Start of Block

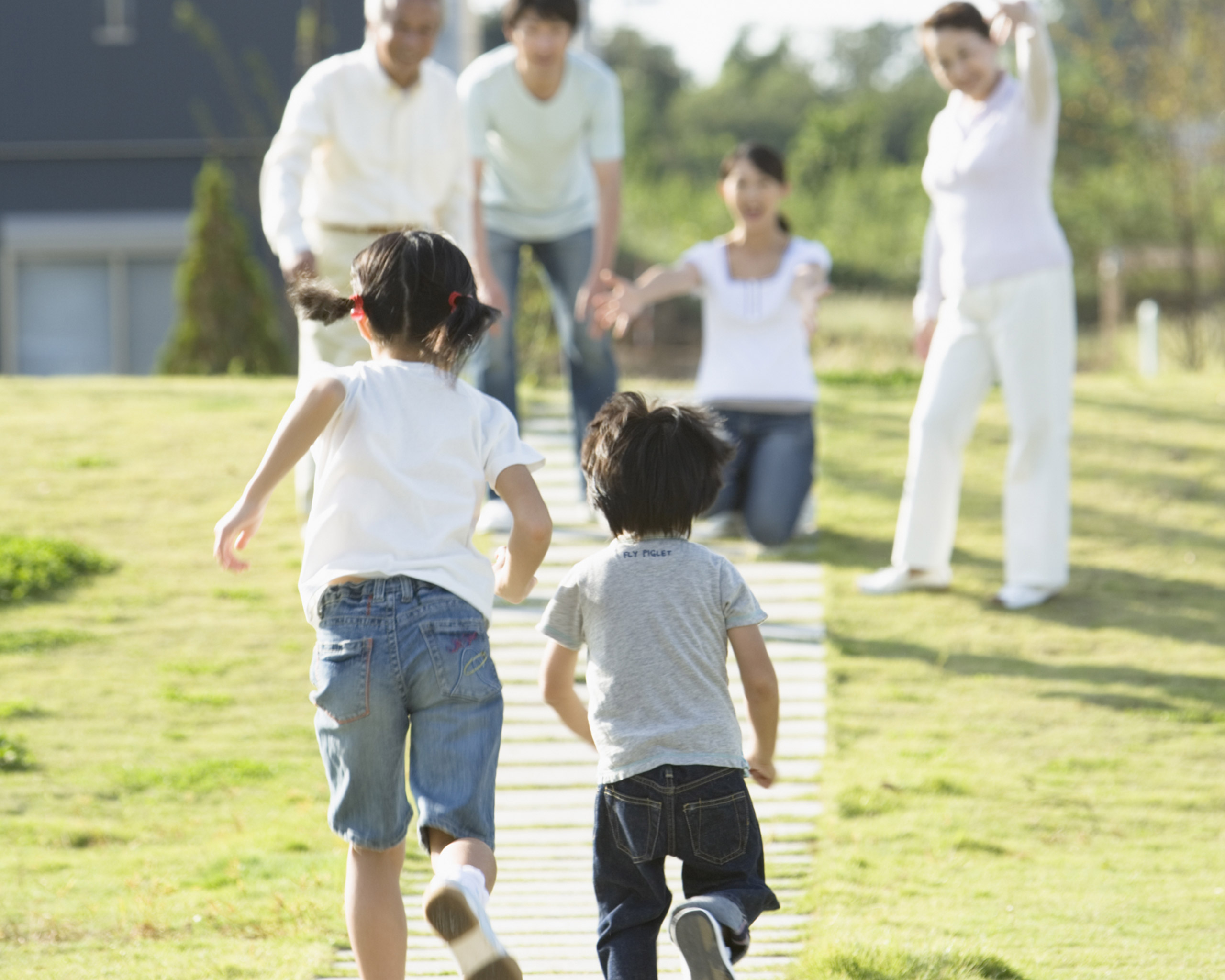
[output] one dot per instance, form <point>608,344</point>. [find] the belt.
<point>369,230</point>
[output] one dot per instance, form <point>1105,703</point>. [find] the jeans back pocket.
<point>635,824</point>
<point>341,674</point>
<point>720,828</point>
<point>462,662</point>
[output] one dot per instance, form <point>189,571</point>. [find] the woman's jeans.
<point>700,814</point>
<point>590,362</point>
<point>771,472</point>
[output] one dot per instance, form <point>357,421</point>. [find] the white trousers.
<point>1022,334</point>
<point>338,344</point>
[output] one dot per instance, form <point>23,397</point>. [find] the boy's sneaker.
<point>460,919</point>
<point>700,940</point>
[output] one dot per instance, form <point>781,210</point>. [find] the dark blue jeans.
<point>771,472</point>
<point>590,362</point>
<point>700,814</point>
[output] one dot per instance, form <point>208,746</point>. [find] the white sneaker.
<point>1023,597</point>
<point>700,940</point>
<point>891,580</point>
<point>458,917</point>
<point>495,519</point>
<point>806,522</point>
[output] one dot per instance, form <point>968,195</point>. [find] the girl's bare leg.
<point>374,911</point>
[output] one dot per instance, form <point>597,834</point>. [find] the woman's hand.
<point>618,304</point>
<point>235,530</point>
<point>1011,15</point>
<point>924,333</point>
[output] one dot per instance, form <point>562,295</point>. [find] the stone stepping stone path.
<point>543,906</point>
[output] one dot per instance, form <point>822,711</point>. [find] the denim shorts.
<point>392,655</point>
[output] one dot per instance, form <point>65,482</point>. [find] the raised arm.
<point>761,692</point>
<point>623,302</point>
<point>304,422</point>
<point>303,128</point>
<point>1036,58</point>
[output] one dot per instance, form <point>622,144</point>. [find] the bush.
<point>227,322</point>
<point>30,567</point>
<point>14,756</point>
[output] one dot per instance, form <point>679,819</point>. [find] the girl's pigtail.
<point>314,299</point>
<point>457,336</point>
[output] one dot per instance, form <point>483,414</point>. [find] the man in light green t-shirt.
<point>546,134</point>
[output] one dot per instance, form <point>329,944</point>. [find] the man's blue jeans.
<point>590,362</point>
<point>700,814</point>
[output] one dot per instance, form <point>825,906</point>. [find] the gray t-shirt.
<point>655,616</point>
<point>538,182</point>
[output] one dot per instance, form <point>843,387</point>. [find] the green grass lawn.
<point>1043,789</point>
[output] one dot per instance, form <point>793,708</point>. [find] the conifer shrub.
<point>227,319</point>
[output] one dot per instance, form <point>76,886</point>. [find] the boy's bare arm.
<point>304,422</point>
<point>516,564</point>
<point>761,691</point>
<point>558,688</point>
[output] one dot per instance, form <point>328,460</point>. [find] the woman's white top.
<point>401,475</point>
<point>755,347</point>
<point>989,177</point>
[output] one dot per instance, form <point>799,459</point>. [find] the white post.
<point>1148,316</point>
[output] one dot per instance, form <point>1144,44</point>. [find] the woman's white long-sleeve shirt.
<point>356,150</point>
<point>989,177</point>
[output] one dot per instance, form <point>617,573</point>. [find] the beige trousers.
<point>1020,333</point>
<point>338,344</point>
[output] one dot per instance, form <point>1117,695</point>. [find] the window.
<point>118,23</point>
<point>88,293</point>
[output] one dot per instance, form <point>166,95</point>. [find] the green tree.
<point>227,322</point>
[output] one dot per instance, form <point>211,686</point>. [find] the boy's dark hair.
<point>958,16</point>
<point>766,160</point>
<point>414,286</point>
<point>547,10</point>
<point>651,469</point>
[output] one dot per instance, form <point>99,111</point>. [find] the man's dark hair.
<point>958,16</point>
<point>651,469</point>
<point>547,10</point>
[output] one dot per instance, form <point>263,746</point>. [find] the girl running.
<point>760,287</point>
<point>400,597</point>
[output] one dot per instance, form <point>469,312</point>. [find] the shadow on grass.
<point>1202,688</point>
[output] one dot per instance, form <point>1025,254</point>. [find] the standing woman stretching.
<point>760,287</point>
<point>996,303</point>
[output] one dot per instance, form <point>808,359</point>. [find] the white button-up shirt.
<point>357,151</point>
<point>989,177</point>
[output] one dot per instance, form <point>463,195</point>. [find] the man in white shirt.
<point>373,141</point>
<point>546,132</point>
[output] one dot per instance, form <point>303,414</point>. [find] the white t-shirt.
<point>755,347</point>
<point>538,182</point>
<point>401,475</point>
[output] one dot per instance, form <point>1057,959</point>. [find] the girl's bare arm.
<point>303,423</point>
<point>761,691</point>
<point>558,689</point>
<point>515,565</point>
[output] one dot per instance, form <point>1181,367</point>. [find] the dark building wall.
<point>84,125</point>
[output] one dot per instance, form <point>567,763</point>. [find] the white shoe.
<point>458,917</point>
<point>1023,597</point>
<point>891,580</point>
<point>806,523</point>
<point>495,519</point>
<point>700,940</point>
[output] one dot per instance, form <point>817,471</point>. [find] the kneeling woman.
<point>760,287</point>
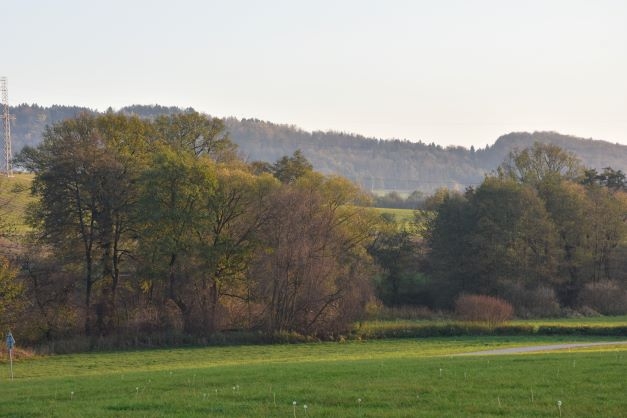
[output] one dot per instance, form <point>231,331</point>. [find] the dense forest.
<point>153,226</point>
<point>376,165</point>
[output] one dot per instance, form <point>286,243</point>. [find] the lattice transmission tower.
<point>7,118</point>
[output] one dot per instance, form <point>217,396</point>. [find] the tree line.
<point>156,226</point>
<point>376,165</point>
<point>542,232</point>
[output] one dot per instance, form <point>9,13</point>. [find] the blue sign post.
<point>10,345</point>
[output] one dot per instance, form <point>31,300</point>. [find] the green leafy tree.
<point>85,175</point>
<point>174,192</point>
<point>196,134</point>
<point>313,269</point>
<point>289,169</point>
<point>539,162</point>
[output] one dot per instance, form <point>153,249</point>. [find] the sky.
<point>453,72</point>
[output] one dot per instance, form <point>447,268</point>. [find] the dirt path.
<point>534,348</point>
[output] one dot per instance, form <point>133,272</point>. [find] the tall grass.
<point>392,378</point>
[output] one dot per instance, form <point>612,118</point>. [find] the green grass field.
<point>395,378</point>
<point>14,198</point>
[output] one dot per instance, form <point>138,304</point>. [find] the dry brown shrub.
<point>607,297</point>
<point>489,310</point>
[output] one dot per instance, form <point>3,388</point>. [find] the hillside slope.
<point>375,164</point>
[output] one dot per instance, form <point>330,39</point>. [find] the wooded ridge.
<point>375,164</point>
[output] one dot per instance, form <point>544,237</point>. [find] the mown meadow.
<point>395,378</point>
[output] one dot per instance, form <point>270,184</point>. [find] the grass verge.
<point>398,378</point>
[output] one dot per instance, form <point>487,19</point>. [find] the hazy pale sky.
<point>451,72</point>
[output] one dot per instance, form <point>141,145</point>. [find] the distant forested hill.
<point>373,163</point>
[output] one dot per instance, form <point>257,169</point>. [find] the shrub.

End of Block

Print every entry exactly; omit the pictures.

• [Task response]
[output] one dot per instance, form <point>608,344</point>. [find] the belt.
<point>369,230</point>
[output] one dot per instance, form <point>1105,703</point>. [find] the jeans back pocket.
<point>635,824</point>
<point>341,674</point>
<point>720,828</point>
<point>462,662</point>
[output] one dot per instance, form <point>189,571</point>. [find] the woman's jeans.
<point>700,814</point>
<point>590,362</point>
<point>771,472</point>
[output] one dot per instance, form <point>357,421</point>. [find] the white trousers.
<point>1022,334</point>
<point>338,344</point>
[output] one dot per instance, form <point>23,397</point>. [find] the boy's sneaker.
<point>460,919</point>
<point>700,940</point>
[output] one dot per instance, form <point>781,210</point>. [find] the dark blue jeans.
<point>771,472</point>
<point>590,362</point>
<point>700,814</point>
[output] one dot per instance, form <point>208,746</point>. [find] the white sneaker.
<point>1023,597</point>
<point>700,940</point>
<point>891,580</point>
<point>458,917</point>
<point>495,519</point>
<point>806,522</point>
[output] one dot per instance, form <point>968,195</point>. [find] the girl's bare leg.
<point>374,911</point>
[output] one dot per instance, form <point>597,834</point>. [find] the woman's hand.
<point>618,304</point>
<point>235,530</point>
<point>1011,15</point>
<point>924,333</point>
[output] one dot per instance, form <point>562,295</point>. [find] the stone stepping stone path.
<point>543,906</point>
[output] one dot per instance, form <point>822,711</point>. [find] the denim shorts.
<point>392,655</point>
[output] one dot per instance, form <point>65,482</point>. [find] the raised arm.
<point>761,692</point>
<point>623,302</point>
<point>304,422</point>
<point>303,128</point>
<point>1036,58</point>
[output] one dot per instance, form <point>622,144</point>. [find] the bush.
<point>227,322</point>
<point>30,567</point>
<point>14,756</point>
[output] one dot per instance, form <point>679,819</point>. [find] the girl's pigtail.
<point>314,299</point>
<point>457,336</point>
[output] one dot per instance, form <point>483,414</point>. [find] the man in light green t-shirt.
<point>546,134</point>
[output] one dot per instance, form <point>329,944</point>. [find] the man's blue jeans.
<point>590,362</point>
<point>700,814</point>
[output] one dot per instance, form <point>825,906</point>. [find] the gray t-shirt.
<point>655,616</point>
<point>538,182</point>
[output] one dot per instance, form <point>843,387</point>. [find] the green grass lawn.
<point>1043,789</point>
[output] one dot per instance, form <point>793,708</point>. [find] the conifer shrub.
<point>227,319</point>
[output] one dot per instance, form <point>76,886</point>. [find] the boy's bare arm.
<point>304,422</point>
<point>516,564</point>
<point>761,691</point>
<point>558,688</point>
[output] one dot per instance, form <point>328,460</point>. [find] the woman's white top.
<point>401,475</point>
<point>755,347</point>
<point>989,177</point>
[output] one dot per instance, form <point>799,459</point>. [find] the white post.
<point>1148,316</point>
[output] one dot per instance, form <point>1144,44</point>. [find] the woman's white long-sleeve shirt.
<point>356,150</point>
<point>989,177</point>
[output] one dot per instance, form <point>617,573</point>. [find] the beige trousers.
<point>1020,333</point>
<point>338,344</point>
[output] one dot per instance, form <point>1117,695</point>. [find] the window.
<point>118,23</point>
<point>88,293</point>
[output] one dot per instance, form <point>166,95</point>. [find] the green tree.
<point>227,322</point>
[output] one dot per instance, form <point>211,686</point>. [find] the boy's dark hair.
<point>958,16</point>
<point>766,160</point>
<point>414,286</point>
<point>547,10</point>
<point>651,469</point>
[output] one dot per instance, form <point>99,111</point>. [find] the man's dark hair.
<point>958,16</point>
<point>651,469</point>
<point>547,10</point>
[output] one dot per instance, form <point>263,746</point>. [find] the girl running.
<point>760,287</point>
<point>400,597</point>
[output] one dot per instance, form <point>469,312</point>. [find] the shadow on grass.
<point>1202,688</point>
[output] one dot per instance, form <point>1025,254</point>. [find] the standing woman stretching.
<point>760,287</point>
<point>996,303</point>
[output] one dot per instance, form <point>808,359</point>. [find] the white button-up shirt.
<point>357,151</point>
<point>989,177</point>
[output] one dot per instance, form <point>463,195</point>. [find] the man in white shirt.
<point>373,141</point>
<point>546,132</point>
[output] one dot per instance, form <point>303,414</point>. [find] the white t-shirt.
<point>755,347</point>
<point>538,182</point>
<point>401,475</point>
[output] one dot per instance, form <point>1057,959</point>. [find] the girl's bare arm.
<point>303,423</point>
<point>761,691</point>
<point>558,689</point>
<point>515,565</point>
[output] one dot per instance, form <point>1181,367</point>. [find] the dark building wall.
<point>84,125</point>
[output] one dot per instance, form <point>567,763</point>. [find] the white shoe.
<point>458,917</point>
<point>1023,597</point>
<point>891,580</point>
<point>806,523</point>
<point>495,519</point>
<point>700,940</point>
[output] one dot per instance, form <point>817,471</point>. [find] the kneeling woman.
<point>760,287</point>
[output] one dot per instance, form <point>231,331</point>. [find] the dense forest.
<point>153,226</point>
<point>376,165</point>
[output] one dot per instance, form <point>286,243</point>. [find] the lattice transmission tower.
<point>7,118</point>
[output] one dot per instance, form <point>217,396</point>. [find] the tree line.
<point>156,226</point>
<point>376,165</point>
<point>542,232</point>
[output] one dot per instance, form <point>9,13</point>. [find] the blue sign post.
<point>10,345</point>
[output] one dot per instance, form <point>31,300</point>. [find] the green leafy tree.
<point>85,175</point>
<point>174,192</point>
<point>196,134</point>
<point>313,269</point>
<point>289,169</point>
<point>539,162</point>
[output] one dot per instance, form <point>153,249</point>. [find] the sky.
<point>453,72</point>
[output] one dot per instance, form <point>447,268</point>. [find] the dirt path.
<point>534,348</point>
[output] one dot per instance, form <point>133,272</point>. [find] the tall grass.
<point>392,378</point>
[output] one dot per instance, form <point>612,118</point>. [find] the green grass field.
<point>395,378</point>
<point>14,198</point>
[output] one dot per instance, form <point>138,304</point>. [find] the dry brown shrub.
<point>607,297</point>
<point>489,310</point>
[output] one dot per instance, form <point>3,388</point>. [find] the hillside slope.
<point>375,164</point>
[output] one dot per instance, form <point>330,39</point>. [find] the wooded ridge.
<point>375,164</point>
[output] one dot per instance, form <point>544,237</point>. [find] the mown meadow.
<point>395,378</point>
[output] one dot per instance, form <point>270,184</point>. [find] the grass verge.
<point>398,378</point>
[output] one dot per instance, form <point>487,19</point>. [find] the hazy pale sky.
<point>451,72</point>
[output] one dot per instance, form <point>141,145</point>. [find] the distant forested hill.
<point>373,163</point>
[output] one dot per instance, form <point>257,169</point>. [find] the shrub.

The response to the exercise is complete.